▸ EXERCISE INSTRUCTIONS
Check each line of the listing for the word "flower" and report how many lines contain it, giving nothing but the number.
BEGIN
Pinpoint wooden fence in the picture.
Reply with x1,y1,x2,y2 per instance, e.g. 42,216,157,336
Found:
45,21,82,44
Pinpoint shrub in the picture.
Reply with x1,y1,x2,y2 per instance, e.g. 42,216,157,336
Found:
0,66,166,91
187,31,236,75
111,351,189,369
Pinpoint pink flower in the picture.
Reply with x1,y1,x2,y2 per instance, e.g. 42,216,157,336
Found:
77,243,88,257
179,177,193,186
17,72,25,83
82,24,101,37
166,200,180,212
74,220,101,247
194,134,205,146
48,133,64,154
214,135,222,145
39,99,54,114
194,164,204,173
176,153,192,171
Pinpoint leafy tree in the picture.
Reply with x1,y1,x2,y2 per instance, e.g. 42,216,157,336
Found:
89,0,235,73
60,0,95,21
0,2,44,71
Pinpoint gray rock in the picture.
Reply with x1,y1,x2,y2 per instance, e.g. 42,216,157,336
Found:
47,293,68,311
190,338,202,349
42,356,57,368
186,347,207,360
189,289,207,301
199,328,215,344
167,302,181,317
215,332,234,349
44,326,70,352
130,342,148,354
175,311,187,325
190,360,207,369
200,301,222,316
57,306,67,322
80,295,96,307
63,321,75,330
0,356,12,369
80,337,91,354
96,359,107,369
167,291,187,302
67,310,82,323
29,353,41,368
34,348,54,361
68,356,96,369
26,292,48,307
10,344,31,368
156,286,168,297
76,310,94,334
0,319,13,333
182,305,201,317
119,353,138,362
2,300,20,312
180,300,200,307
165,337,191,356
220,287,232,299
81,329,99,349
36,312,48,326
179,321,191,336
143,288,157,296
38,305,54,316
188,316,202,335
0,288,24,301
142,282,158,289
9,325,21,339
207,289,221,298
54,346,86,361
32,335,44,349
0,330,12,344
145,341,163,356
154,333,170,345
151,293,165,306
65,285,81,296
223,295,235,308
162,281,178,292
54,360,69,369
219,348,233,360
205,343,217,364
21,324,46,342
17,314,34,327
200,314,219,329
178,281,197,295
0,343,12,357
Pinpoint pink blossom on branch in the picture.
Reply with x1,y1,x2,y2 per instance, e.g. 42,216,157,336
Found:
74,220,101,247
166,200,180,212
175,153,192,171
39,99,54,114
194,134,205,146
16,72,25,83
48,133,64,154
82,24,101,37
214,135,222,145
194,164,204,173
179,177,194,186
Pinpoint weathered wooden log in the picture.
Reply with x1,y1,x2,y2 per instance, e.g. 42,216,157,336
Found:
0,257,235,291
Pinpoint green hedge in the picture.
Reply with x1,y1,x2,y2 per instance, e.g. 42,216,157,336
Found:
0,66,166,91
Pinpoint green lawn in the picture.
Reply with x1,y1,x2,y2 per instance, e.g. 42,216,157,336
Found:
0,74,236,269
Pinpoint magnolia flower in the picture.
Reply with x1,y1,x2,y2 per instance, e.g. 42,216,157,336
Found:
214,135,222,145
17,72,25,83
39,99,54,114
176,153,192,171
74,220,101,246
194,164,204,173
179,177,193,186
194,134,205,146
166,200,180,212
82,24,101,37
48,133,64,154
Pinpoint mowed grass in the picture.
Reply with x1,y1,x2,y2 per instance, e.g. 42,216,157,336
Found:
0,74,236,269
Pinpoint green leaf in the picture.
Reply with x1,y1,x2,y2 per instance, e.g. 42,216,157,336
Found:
END
▸ SOLUTION FOR THIS EXERCISE
2